Exercise objective:
Copy the stretch from the line containing "Task: Could you identify the man singing" through the line containing "<point>458,563</point>", substituting "performer" for every occurrence of "man singing" and leaving all else unchanged.

— START OF Record list —

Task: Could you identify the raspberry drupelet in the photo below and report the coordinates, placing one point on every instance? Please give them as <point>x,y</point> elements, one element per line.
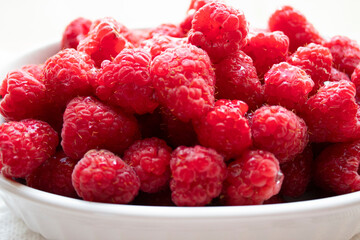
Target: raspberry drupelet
<point>89,124</point>
<point>198,173</point>
<point>184,81</point>
<point>126,82</point>
<point>225,128</point>
<point>54,176</point>
<point>219,29</point>
<point>236,78</point>
<point>280,131</point>
<point>101,176</point>
<point>150,158</point>
<point>252,178</point>
<point>25,145</point>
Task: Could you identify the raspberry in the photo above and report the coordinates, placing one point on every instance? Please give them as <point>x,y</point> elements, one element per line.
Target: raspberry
<point>315,60</point>
<point>105,40</point>
<point>150,158</point>
<point>184,81</point>
<point>54,176</point>
<point>160,43</point>
<point>101,176</point>
<point>68,74</point>
<point>337,166</point>
<point>177,133</point>
<point>252,178</point>
<point>225,128</point>
<point>219,29</point>
<point>23,96</point>
<point>295,25</point>
<point>75,32</point>
<point>126,82</point>
<point>25,145</point>
<point>331,114</point>
<point>90,124</point>
<point>297,174</point>
<point>236,78</point>
<point>287,85</point>
<point>345,53</point>
<point>198,174</point>
<point>280,131</point>
<point>266,49</point>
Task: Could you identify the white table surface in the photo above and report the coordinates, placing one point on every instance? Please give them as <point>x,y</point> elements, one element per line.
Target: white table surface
<point>25,25</point>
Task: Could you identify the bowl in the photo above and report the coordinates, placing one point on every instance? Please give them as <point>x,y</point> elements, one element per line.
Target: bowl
<point>57,217</point>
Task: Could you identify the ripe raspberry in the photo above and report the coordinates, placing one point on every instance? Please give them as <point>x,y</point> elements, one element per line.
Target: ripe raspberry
<point>337,75</point>
<point>331,114</point>
<point>295,25</point>
<point>252,178</point>
<point>345,53</point>
<point>101,176</point>
<point>336,168</point>
<point>177,133</point>
<point>315,60</point>
<point>266,49</point>
<point>150,158</point>
<point>90,124</point>
<point>280,131</point>
<point>184,81</point>
<point>105,40</point>
<point>225,128</point>
<point>68,74</point>
<point>219,29</point>
<point>126,82</point>
<point>160,43</point>
<point>75,32</point>
<point>198,174</point>
<point>297,174</point>
<point>22,96</point>
<point>25,145</point>
<point>236,78</point>
<point>54,176</point>
<point>287,85</point>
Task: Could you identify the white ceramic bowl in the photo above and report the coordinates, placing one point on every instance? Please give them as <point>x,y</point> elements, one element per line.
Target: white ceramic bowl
<point>57,217</point>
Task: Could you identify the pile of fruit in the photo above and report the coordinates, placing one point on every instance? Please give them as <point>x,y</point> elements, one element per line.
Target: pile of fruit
<point>206,112</point>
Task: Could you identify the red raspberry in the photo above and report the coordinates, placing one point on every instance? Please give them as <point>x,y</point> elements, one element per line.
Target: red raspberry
<point>219,29</point>
<point>90,124</point>
<point>236,78</point>
<point>75,32</point>
<point>337,75</point>
<point>150,158</point>
<point>315,60</point>
<point>297,174</point>
<point>68,74</point>
<point>225,128</point>
<point>177,133</point>
<point>331,114</point>
<point>198,174</point>
<point>279,131</point>
<point>160,43</point>
<point>337,166</point>
<point>101,176</point>
<point>184,81</point>
<point>126,82</point>
<point>252,178</point>
<point>295,25</point>
<point>105,40</point>
<point>54,176</point>
<point>266,49</point>
<point>23,96</point>
<point>345,53</point>
<point>287,85</point>
<point>25,145</point>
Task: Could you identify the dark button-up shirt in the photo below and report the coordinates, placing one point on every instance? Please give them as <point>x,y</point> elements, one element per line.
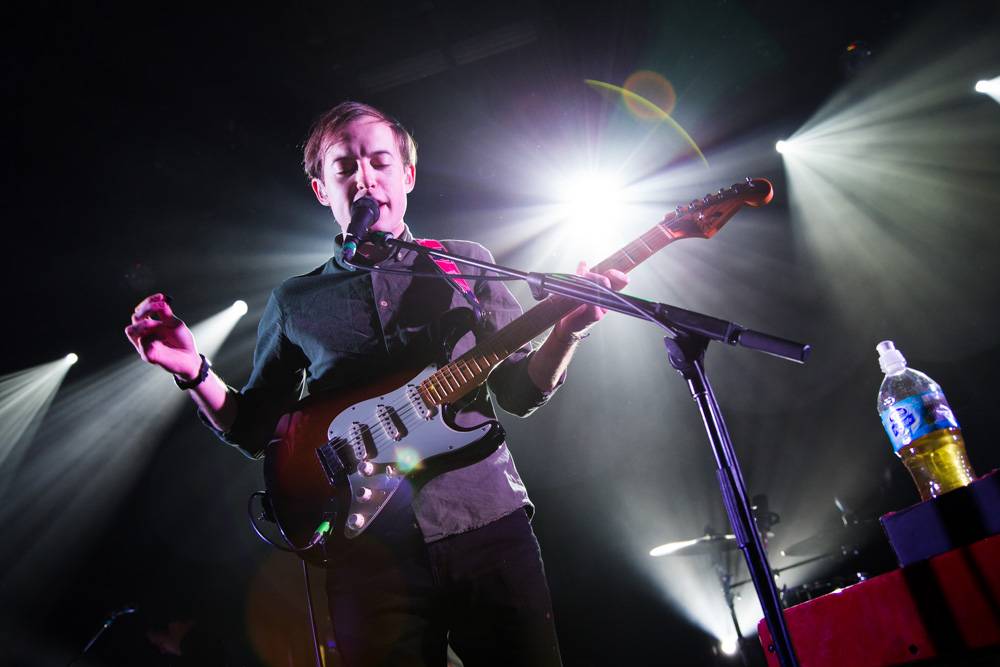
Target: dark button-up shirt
<point>337,327</point>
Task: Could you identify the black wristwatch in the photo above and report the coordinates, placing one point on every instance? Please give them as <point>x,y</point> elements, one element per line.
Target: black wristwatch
<point>194,382</point>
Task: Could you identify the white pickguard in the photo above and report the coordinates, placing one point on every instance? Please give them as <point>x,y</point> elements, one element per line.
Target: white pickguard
<point>404,441</point>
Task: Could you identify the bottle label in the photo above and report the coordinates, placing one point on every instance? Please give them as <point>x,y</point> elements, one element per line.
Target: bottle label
<point>914,417</point>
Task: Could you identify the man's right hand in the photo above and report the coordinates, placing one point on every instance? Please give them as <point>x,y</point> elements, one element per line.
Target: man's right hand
<point>162,339</point>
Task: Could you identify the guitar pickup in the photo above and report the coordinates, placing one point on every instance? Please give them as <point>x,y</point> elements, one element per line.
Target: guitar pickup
<point>391,423</point>
<point>332,465</point>
<point>361,441</point>
<point>418,403</point>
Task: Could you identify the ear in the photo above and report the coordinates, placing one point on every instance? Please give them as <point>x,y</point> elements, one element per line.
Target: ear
<point>320,191</point>
<point>409,177</point>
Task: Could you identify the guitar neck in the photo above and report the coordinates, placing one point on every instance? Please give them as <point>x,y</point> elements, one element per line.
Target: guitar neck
<point>464,374</point>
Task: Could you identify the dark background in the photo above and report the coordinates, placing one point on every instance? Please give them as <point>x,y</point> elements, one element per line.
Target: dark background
<point>157,148</point>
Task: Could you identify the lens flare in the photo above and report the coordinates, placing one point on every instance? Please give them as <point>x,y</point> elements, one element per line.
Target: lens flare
<point>656,111</point>
<point>653,87</point>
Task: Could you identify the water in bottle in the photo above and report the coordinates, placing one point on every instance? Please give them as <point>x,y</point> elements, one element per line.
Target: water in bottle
<point>921,426</point>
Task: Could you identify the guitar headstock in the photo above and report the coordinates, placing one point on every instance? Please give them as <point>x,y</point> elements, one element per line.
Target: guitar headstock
<point>702,218</point>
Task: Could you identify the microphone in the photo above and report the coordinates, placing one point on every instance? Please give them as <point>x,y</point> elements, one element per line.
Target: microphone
<point>364,214</point>
<point>129,609</point>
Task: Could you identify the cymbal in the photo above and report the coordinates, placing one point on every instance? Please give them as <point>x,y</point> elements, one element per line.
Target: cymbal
<point>706,544</point>
<point>839,539</point>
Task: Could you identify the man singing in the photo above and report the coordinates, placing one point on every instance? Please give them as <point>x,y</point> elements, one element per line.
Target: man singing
<point>458,563</point>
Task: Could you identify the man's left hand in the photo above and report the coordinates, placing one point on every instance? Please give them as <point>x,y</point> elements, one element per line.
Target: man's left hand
<point>577,322</point>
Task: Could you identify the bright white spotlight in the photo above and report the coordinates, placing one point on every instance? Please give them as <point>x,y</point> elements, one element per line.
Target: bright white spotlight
<point>989,87</point>
<point>591,201</point>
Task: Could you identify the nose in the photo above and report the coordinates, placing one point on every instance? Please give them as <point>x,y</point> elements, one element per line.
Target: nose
<point>365,176</point>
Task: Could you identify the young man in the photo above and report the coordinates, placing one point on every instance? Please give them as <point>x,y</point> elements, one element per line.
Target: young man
<point>458,562</point>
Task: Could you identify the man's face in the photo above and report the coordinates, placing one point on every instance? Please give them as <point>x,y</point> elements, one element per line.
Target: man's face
<point>363,159</point>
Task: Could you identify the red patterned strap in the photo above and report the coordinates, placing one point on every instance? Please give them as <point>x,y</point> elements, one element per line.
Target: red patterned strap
<point>450,269</point>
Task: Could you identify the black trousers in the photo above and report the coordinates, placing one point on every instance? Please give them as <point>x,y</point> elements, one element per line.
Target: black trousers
<point>395,600</point>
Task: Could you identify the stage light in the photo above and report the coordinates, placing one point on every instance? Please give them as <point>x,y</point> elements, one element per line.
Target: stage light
<point>79,462</point>
<point>672,547</point>
<point>590,200</point>
<point>989,87</point>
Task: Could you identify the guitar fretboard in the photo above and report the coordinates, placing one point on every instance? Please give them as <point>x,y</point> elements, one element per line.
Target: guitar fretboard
<point>701,218</point>
<point>454,380</point>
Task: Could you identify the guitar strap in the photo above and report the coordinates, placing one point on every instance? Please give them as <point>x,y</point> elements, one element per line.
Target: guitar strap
<point>449,269</point>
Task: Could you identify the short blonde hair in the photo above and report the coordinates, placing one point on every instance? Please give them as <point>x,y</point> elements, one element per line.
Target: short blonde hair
<point>330,123</point>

— END OF Record list —

Solution for this exercise:
Task: Could you identify the performer in the photo above and report the coordinates, placing one point on every instance? Please give them as <point>x,y</point> elements, one element per line.
Target: performer
<point>458,563</point>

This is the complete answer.